### WHAT IS ASKED
Repeat the rows word for word, from the line containing "Point out every instance of the singing" through the end of the rows, with both ends included. Leave the pictures out.

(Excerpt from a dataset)
## Begin

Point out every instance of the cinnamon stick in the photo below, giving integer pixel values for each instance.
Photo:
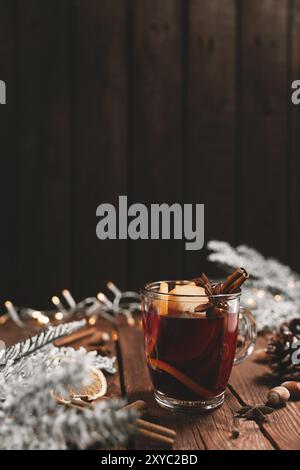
(156, 428)
(184, 379)
(75, 337)
(139, 405)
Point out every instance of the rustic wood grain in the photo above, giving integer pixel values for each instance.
(43, 140)
(156, 140)
(100, 141)
(209, 168)
(214, 431)
(263, 152)
(251, 383)
(207, 431)
(8, 147)
(294, 133)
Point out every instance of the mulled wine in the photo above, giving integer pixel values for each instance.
(190, 330)
(190, 358)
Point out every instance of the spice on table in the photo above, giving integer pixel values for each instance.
(293, 387)
(257, 413)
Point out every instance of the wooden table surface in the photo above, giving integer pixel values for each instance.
(249, 384)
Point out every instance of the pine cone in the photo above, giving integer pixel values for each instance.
(280, 351)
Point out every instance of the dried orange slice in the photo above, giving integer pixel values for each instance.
(96, 389)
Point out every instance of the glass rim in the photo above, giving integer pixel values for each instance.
(148, 289)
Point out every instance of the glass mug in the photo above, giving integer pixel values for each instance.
(189, 354)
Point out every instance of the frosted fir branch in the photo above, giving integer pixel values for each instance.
(273, 290)
(33, 343)
(48, 358)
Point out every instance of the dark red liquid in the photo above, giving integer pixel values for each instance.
(200, 349)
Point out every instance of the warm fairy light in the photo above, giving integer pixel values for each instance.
(92, 320)
(260, 294)
(114, 336)
(3, 319)
(55, 300)
(102, 298)
(69, 298)
(36, 314)
(114, 289)
(130, 321)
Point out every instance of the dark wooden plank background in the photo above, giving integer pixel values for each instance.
(165, 101)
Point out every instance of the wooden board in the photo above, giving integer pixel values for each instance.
(249, 383)
(209, 431)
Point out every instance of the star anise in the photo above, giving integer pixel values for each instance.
(257, 413)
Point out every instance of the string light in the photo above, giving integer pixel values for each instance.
(123, 303)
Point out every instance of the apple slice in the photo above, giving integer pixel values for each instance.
(162, 303)
(186, 304)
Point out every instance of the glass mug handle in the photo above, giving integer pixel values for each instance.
(246, 335)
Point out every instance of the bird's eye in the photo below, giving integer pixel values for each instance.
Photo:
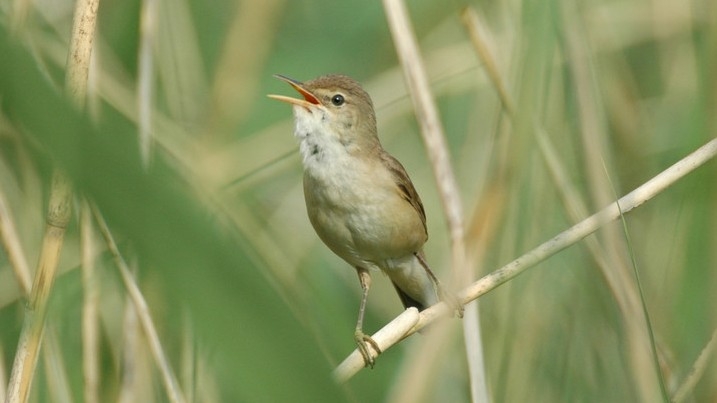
(337, 100)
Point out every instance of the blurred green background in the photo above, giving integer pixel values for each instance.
(250, 306)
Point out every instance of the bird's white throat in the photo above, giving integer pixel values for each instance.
(320, 148)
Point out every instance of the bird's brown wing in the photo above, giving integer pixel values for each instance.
(405, 186)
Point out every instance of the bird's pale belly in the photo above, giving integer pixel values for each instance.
(372, 226)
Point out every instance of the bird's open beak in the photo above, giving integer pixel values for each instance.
(309, 98)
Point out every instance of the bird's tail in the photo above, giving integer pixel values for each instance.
(412, 282)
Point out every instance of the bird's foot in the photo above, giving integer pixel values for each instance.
(363, 341)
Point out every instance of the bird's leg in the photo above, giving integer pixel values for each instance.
(444, 295)
(363, 340)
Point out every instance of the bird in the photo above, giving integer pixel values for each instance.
(359, 198)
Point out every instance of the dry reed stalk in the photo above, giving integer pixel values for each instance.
(572, 235)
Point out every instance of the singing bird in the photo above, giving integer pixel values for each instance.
(359, 198)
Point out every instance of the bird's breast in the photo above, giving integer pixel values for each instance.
(356, 209)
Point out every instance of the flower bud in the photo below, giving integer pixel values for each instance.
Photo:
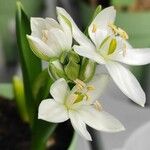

## End

### SOLUTION
Point out every instance of the singing bird in the photo above, giving integer pixel values for each instance.
(359, 198)
Point out every instance of the bird's breast in the photo above, giving integer pixel values for each instance.
(356, 209)
Point out every instance of the flower bud in the photo below, giving integer pixel values for each instance.
Photo:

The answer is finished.